BEGIN
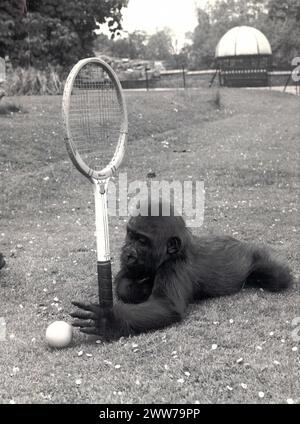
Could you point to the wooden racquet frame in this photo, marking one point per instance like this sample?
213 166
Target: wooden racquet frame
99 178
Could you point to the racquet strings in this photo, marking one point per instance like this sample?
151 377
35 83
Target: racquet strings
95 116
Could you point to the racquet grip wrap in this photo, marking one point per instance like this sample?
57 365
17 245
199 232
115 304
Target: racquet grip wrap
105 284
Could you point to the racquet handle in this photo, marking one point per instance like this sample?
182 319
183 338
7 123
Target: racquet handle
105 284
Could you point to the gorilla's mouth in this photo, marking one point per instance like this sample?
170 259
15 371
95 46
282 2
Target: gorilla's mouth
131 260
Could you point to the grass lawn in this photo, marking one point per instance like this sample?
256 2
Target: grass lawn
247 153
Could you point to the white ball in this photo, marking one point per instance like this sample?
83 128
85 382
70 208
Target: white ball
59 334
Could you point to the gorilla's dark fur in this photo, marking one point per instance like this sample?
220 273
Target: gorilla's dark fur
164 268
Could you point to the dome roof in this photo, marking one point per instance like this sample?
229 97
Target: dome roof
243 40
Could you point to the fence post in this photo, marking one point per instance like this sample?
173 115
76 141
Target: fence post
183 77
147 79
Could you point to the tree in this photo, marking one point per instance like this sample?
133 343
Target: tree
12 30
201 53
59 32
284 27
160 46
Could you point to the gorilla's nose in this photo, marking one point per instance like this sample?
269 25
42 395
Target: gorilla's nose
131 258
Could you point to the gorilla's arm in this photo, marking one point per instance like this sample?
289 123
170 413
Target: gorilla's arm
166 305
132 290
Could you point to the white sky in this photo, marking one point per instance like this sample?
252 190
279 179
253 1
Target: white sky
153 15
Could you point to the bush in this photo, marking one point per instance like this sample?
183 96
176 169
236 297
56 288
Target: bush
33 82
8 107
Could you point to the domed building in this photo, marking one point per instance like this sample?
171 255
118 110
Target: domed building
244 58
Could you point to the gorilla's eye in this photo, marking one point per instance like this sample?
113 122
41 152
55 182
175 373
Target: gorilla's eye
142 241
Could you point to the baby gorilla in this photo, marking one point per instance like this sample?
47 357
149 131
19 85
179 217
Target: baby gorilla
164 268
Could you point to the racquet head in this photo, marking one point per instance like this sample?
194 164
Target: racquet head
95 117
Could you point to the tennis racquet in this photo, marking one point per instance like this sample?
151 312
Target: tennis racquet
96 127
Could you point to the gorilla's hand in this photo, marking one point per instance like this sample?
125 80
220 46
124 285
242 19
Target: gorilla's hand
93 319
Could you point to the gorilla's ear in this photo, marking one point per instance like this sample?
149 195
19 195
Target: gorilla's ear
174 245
END
BEGIN
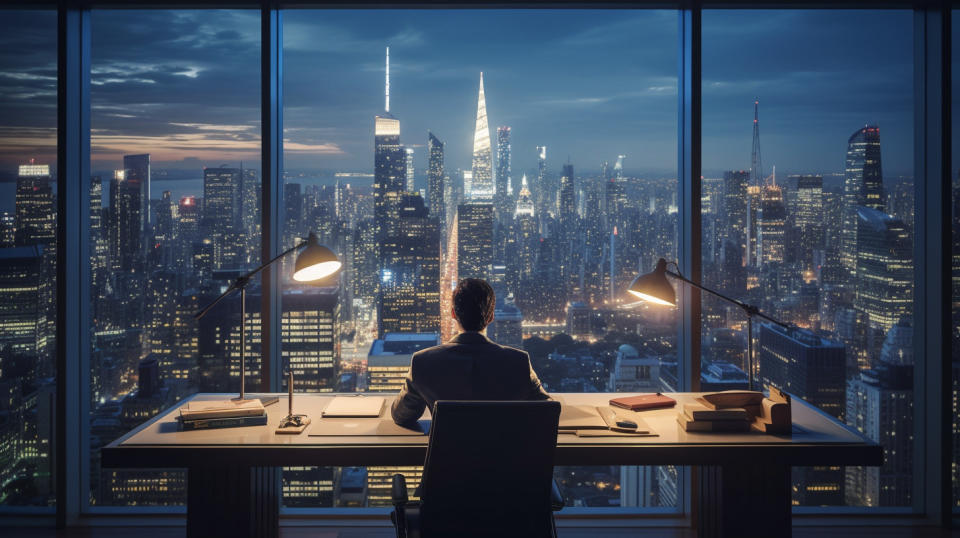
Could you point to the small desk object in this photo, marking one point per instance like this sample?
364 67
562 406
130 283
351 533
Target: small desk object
END
- **PROBLEM REQUIREMENTS**: Identify every line in the entries above that contains the word "ball", and copy each of those lines in full. Case counts.

- **PROBLEM SOLUTION**:
Could you point to the white ball in this photo, marking one point per instance like this sample?
Target: white ball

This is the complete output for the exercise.